START Source records
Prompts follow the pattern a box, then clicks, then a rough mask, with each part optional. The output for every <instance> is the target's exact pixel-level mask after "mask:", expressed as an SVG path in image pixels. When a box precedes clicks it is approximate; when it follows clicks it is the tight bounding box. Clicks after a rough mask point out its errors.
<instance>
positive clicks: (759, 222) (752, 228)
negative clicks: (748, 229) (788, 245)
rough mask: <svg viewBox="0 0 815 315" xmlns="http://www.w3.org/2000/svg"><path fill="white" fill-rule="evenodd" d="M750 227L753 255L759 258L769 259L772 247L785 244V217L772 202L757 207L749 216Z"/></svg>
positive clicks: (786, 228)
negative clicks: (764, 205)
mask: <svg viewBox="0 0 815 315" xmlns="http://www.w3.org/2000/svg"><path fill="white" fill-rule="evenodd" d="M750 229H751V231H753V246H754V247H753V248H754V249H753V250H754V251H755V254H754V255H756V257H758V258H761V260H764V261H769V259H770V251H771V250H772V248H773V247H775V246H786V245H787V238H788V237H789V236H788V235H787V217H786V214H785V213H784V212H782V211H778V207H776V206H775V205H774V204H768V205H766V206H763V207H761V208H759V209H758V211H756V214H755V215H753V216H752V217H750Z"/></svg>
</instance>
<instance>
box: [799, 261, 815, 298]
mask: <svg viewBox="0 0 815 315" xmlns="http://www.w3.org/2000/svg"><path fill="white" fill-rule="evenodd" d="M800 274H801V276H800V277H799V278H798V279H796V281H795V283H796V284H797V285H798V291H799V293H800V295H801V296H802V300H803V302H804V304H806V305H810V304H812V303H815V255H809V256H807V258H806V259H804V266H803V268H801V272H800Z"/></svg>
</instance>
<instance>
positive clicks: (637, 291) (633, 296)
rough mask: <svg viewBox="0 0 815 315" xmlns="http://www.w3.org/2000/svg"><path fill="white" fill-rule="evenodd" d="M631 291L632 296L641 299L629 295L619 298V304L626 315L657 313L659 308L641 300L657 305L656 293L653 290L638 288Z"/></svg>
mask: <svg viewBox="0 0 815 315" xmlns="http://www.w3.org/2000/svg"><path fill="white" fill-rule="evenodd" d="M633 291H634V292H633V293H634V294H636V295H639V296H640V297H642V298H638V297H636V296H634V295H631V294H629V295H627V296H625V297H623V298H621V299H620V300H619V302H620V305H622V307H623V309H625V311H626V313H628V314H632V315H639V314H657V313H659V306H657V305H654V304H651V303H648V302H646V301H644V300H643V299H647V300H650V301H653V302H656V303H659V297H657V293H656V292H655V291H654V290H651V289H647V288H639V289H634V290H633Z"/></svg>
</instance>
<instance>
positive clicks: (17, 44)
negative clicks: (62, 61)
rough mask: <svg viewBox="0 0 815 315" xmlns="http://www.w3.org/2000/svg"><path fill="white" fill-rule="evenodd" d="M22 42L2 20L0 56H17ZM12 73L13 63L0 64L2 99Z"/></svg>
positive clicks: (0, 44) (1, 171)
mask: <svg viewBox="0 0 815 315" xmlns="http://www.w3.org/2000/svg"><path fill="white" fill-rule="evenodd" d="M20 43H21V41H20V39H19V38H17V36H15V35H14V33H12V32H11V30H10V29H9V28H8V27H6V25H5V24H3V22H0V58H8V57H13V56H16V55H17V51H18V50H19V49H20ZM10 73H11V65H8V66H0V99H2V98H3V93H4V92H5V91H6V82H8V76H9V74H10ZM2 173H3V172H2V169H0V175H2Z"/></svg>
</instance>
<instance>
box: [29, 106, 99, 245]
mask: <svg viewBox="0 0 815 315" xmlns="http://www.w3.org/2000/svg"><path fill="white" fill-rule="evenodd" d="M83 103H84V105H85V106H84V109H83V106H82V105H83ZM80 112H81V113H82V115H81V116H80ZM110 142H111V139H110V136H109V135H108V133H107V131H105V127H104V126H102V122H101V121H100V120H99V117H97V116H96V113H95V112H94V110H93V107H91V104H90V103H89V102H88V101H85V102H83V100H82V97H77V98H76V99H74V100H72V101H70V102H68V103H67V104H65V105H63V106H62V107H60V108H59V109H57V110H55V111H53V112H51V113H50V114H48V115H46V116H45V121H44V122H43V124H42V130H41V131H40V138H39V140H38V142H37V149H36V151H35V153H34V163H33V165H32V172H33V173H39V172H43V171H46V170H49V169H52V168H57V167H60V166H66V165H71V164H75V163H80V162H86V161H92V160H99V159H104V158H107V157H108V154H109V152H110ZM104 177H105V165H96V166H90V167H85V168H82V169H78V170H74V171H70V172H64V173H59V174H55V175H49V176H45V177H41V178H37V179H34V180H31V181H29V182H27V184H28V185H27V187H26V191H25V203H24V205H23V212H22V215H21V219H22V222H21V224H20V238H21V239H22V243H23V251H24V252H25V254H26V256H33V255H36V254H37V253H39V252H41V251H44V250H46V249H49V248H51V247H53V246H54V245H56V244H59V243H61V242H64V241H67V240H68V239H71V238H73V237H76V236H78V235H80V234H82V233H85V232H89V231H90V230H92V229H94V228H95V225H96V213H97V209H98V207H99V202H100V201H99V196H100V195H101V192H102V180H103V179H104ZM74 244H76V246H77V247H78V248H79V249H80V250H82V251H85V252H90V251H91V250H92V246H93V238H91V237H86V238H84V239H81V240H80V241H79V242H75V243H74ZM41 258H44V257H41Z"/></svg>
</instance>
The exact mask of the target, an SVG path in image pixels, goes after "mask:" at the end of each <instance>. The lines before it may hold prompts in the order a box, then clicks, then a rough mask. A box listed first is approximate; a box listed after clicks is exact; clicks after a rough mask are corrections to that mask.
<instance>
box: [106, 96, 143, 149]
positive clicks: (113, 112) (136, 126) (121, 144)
END Source records
Directions: All the records are to be transcribed exactly, with no line missing.

Result of this exercise:
Prompts follow the pattern a box, then clicks, then a rough mask, with each part optional. The output for every <instance> is the target's exact pixel-level mask after "mask:", expressed as an SVG path in image pixels. When a box precedes clicks it is approximate; when it follows clicks it is the tight bounding box. Clicks after a rough mask point out its errors.
<instance>
positive clicks: (759, 222) (752, 228)
negative clicks: (748, 229) (788, 245)
rough mask: <svg viewBox="0 0 815 315" xmlns="http://www.w3.org/2000/svg"><path fill="white" fill-rule="evenodd" d="M750 227L753 255L759 258L769 259L772 247L785 244V217L772 202L757 207L749 216Z"/></svg>
positive clicks: (786, 228)
negative clicks: (764, 205)
mask: <svg viewBox="0 0 815 315" xmlns="http://www.w3.org/2000/svg"><path fill="white" fill-rule="evenodd" d="M750 229H751V231H753V246H754V247H753V248H754V249H753V250H754V251H755V254H754V255H756V257H758V258H761V260H764V261H769V259H770V251H771V250H772V248H773V247H775V246H786V245H787V238H788V237H789V236H788V235H787V217H786V214H785V213H784V212H782V211H778V207H776V206H775V205H774V204H768V205H766V206H763V207H761V208H759V209H758V211H756V214H755V215H753V216H752V217H750Z"/></svg>
</instance>
<instance>
box: [799, 261, 815, 298]
mask: <svg viewBox="0 0 815 315" xmlns="http://www.w3.org/2000/svg"><path fill="white" fill-rule="evenodd" d="M800 274H801V276H800V277H799V278H798V279H796V281H795V283H796V284H797V285H798V291H799V293H800V295H801V296H802V300H803V302H804V304H806V305H810V304H812V303H815V255H809V256H807V258H806V259H804V266H803V268H801V272H800Z"/></svg>
</instance>
<instance>
positive clicks: (637, 291) (633, 296)
rough mask: <svg viewBox="0 0 815 315" xmlns="http://www.w3.org/2000/svg"><path fill="white" fill-rule="evenodd" d="M631 291L632 296L641 299L629 295L619 298V304L626 315L657 313L659 308L641 300L657 305L656 293L653 290L638 288Z"/></svg>
mask: <svg viewBox="0 0 815 315" xmlns="http://www.w3.org/2000/svg"><path fill="white" fill-rule="evenodd" d="M633 291H634V292H633V293H634V294H636V295H639V296H640V297H642V298H638V297H636V296H634V295H631V294H629V295H627V296H625V297H623V298H621V299H620V300H619V302H620V305H622V307H623V309H625V311H626V313H628V314H632V315H639V314H657V313H659V306H657V305H654V304H651V303H648V302H646V301H644V300H643V299H647V300H650V301H653V302H656V303H659V297H657V293H656V292H655V291H654V290H651V289H647V288H639V289H634V290H633Z"/></svg>
</instance>
<instance>
positive clicks: (17, 44)
negative clicks: (62, 61)
rough mask: <svg viewBox="0 0 815 315" xmlns="http://www.w3.org/2000/svg"><path fill="white" fill-rule="evenodd" d="M22 42L2 20L0 56H17ZM12 73L13 63L0 64L2 99Z"/></svg>
positive clicks: (0, 44) (1, 171)
mask: <svg viewBox="0 0 815 315" xmlns="http://www.w3.org/2000/svg"><path fill="white" fill-rule="evenodd" d="M20 43H21V41H20V39H19V38H17V36H15V35H14V33H12V32H11V30H10V29H9V28H8V27H6V25H5V24H3V22H0V58H8V57H13V56H16V55H17V51H18V50H19V49H20ZM10 73H11V65H8V66H0V99H2V98H3V93H4V92H5V91H6V82H8V76H9V74H10ZM2 173H3V172H2V169H0V175H2Z"/></svg>
</instance>
<instance>
box: [29, 106, 99, 245]
mask: <svg viewBox="0 0 815 315" xmlns="http://www.w3.org/2000/svg"><path fill="white" fill-rule="evenodd" d="M83 103H84V105H85V106H84V109H83V106H82V105H83ZM80 112H81V113H82V115H81V116H80ZM110 142H111V139H110V136H109V135H108V133H107V131H105V127H104V126H102V122H101V121H100V120H99V117H97V116H96V113H95V112H94V110H93V107H91V104H90V103H89V102H88V101H85V102H83V100H82V97H77V98H76V99H74V100H72V101H70V102H68V103H67V104H65V105H63V106H62V107H60V108H59V109H57V110H55V111H53V112H51V113H50V114H48V115H46V116H45V121H44V122H43V124H42V130H41V131H40V138H39V140H38V142H37V149H36V151H35V153H34V163H33V165H32V172H33V173H39V172H43V171H46V170H49V169H52V168H57V167H60V166H66V165H71V164H75V163H80V162H86V161H92V160H99V159H104V158H107V157H108V154H109V152H110ZM104 177H105V165H96V166H90V167H85V168H82V169H78V170H74V171H70V172H64V173H59V174H55V175H49V176H45V177H41V178H37V179H34V180H31V181H29V182H27V184H28V185H27V187H26V191H25V203H24V205H23V212H22V215H21V219H22V222H21V224H20V238H21V239H22V243H23V251H24V252H25V254H26V256H33V255H36V254H37V253H39V252H41V251H44V250H46V249H49V248H51V247H53V246H54V245H56V244H59V243H61V242H64V241H67V240H68V239H71V238H73V237H76V236H78V235H80V234H82V233H85V232H89V231H90V230H92V229H94V228H95V225H96V213H97V209H98V207H99V202H100V201H99V196H100V195H101V192H102V180H103V179H104ZM74 244H76V246H77V247H78V248H79V249H80V250H82V251H85V252H90V251H91V250H92V246H93V238H91V237H86V238H84V239H81V240H80V241H79V242H75V243H74ZM41 258H44V257H41Z"/></svg>
</instance>
The exact mask of the target, an SVG path in image pixels, goes after "mask:" at the end of each <instance>. The lines before it may hold prompts in the order a box, then clicks, then a rough mask. A box listed first is approximate; a box listed after clicks is exact; clicks after a rough mask are corrections to that mask.
<instance>
box: [106, 96, 143, 149]
positive clicks: (113, 112) (136, 126) (121, 144)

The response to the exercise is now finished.